=== SET PROBLEM ===
Gather each line of the listing below that contains the string "slope". Treat uppercase and lowercase letters as different.

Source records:
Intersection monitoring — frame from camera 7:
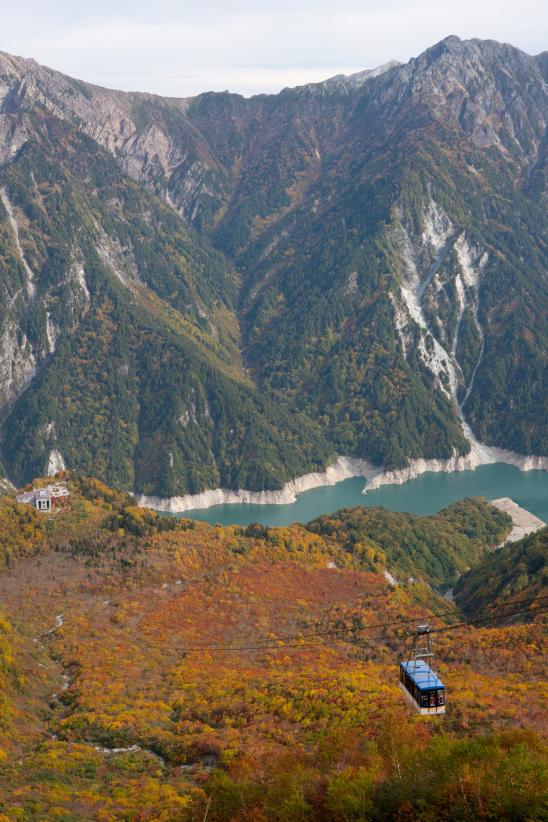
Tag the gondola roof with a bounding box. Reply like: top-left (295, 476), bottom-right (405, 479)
top-left (401, 659), bottom-right (445, 691)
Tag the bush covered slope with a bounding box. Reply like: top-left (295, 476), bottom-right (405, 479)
top-left (0, 37), bottom-right (548, 496)
top-left (0, 478), bottom-right (546, 822)
top-left (455, 528), bottom-right (548, 618)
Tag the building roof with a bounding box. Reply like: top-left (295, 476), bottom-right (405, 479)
top-left (15, 482), bottom-right (69, 502)
top-left (401, 659), bottom-right (445, 691)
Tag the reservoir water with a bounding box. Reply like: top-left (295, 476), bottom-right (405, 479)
top-left (180, 463), bottom-right (548, 526)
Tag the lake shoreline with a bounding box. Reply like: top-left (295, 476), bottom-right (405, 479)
top-left (135, 450), bottom-right (548, 514)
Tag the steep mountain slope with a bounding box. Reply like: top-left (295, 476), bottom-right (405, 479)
top-left (454, 528), bottom-right (548, 619)
top-left (0, 37), bottom-right (548, 496)
top-left (0, 477), bottom-right (546, 822)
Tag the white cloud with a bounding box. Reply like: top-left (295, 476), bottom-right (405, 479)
top-left (0, 0), bottom-right (548, 96)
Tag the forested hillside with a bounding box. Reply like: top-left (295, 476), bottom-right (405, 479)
top-left (0, 477), bottom-right (547, 822)
top-left (455, 528), bottom-right (548, 619)
top-left (0, 37), bottom-right (548, 497)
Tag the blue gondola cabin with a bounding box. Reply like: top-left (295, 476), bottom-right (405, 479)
top-left (400, 659), bottom-right (445, 715)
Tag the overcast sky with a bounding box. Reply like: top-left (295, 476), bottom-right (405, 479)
top-left (0, 0), bottom-right (548, 97)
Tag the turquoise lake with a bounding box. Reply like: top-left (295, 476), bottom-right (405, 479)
top-left (180, 463), bottom-right (548, 525)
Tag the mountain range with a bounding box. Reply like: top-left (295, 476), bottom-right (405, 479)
top-left (0, 37), bottom-right (548, 497)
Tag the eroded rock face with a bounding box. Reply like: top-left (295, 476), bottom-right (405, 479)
top-left (0, 37), bottom-right (548, 497)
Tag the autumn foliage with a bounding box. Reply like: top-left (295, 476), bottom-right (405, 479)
top-left (0, 480), bottom-right (548, 822)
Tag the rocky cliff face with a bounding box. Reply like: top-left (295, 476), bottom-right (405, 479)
top-left (0, 37), bottom-right (548, 496)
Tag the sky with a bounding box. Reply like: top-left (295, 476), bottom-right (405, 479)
top-left (0, 0), bottom-right (548, 97)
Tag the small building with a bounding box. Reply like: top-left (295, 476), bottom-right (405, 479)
top-left (15, 483), bottom-right (69, 512)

=== EXERCISE OUTPUT ===
Tag the bush covered slope with a bounding box. Reply like: top-left (295, 476), bottom-right (405, 479)
Tag the steep mountain slope with a bounding box. Reply like: top-left (295, 476), bottom-right (405, 479)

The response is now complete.